EXERCISE OBJECTIVE:
Repeat all the material exactly; pictures stay out of your copy.

══════════

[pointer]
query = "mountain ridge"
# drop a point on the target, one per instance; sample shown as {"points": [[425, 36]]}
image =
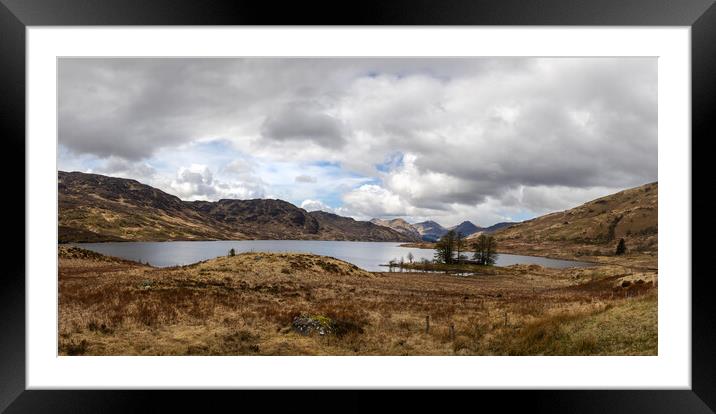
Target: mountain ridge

══════════

SOLUTION TO THE PROBLEM:
[pointer]
query = "mountain ridge"
# drop a point on the target, one per instance; sample shown as {"points": [[425, 36]]}
image =
Target: mountain ridge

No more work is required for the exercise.